*Directions*.
Repeat the entry lines below word for word. Begin at the line that has "# Mark the region of the fence", and stop after the line that has "M14 87L44 80L51".

Segmentation labeling items:
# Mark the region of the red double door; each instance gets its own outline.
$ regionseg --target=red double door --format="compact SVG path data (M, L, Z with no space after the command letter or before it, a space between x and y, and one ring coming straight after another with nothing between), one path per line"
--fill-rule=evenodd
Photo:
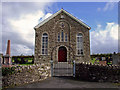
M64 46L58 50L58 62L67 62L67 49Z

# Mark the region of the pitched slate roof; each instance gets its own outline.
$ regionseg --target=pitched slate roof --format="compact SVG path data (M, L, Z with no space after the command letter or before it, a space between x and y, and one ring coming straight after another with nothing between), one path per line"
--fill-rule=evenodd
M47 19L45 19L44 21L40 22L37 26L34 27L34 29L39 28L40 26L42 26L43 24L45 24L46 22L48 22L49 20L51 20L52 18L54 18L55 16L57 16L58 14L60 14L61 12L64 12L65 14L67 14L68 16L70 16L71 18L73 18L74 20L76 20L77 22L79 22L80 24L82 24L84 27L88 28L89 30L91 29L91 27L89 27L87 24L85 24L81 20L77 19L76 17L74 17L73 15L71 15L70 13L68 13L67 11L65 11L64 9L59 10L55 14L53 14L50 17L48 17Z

---

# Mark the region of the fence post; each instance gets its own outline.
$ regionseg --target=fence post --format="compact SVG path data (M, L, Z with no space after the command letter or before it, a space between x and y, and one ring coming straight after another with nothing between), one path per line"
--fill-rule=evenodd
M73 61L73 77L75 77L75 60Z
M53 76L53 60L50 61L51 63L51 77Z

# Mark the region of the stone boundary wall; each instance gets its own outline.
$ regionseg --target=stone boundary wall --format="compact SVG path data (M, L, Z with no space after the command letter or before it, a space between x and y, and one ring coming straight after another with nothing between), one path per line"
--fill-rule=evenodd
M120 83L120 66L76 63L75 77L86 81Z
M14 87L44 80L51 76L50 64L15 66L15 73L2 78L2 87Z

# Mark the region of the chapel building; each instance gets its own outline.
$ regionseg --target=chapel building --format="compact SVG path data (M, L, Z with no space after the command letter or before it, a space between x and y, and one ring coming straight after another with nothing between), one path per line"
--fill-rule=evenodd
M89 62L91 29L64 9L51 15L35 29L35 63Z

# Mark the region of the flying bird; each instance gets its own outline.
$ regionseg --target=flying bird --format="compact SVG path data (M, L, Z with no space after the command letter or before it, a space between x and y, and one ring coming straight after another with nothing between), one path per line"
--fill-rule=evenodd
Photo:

*Worked solution*.
# Mark the region of the fence post; each instance gets its own outline.
$ regionseg --target=fence post --format="compact SVG path data (M, L, Z with no space after the command letter or before it, a space between x and y, and one ring coming straight after another with nothing between), one path per line"
--fill-rule=evenodd
M73 61L73 77L75 77L75 60Z
M53 76L53 60L50 61L51 63L51 77Z

# Mark the region of the stone boundary wall; each instance gets its own outline.
$ regionseg --target=stone boundary wall --format="compact SVG path data (M, L, Z with no space after the command letter or before it, a space between x and y, and one ring coming straight after another with nothing between), one path per line"
--fill-rule=evenodd
M120 83L120 66L76 63L75 77L86 81Z
M14 87L44 80L51 76L50 64L15 66L15 73L2 78L2 87Z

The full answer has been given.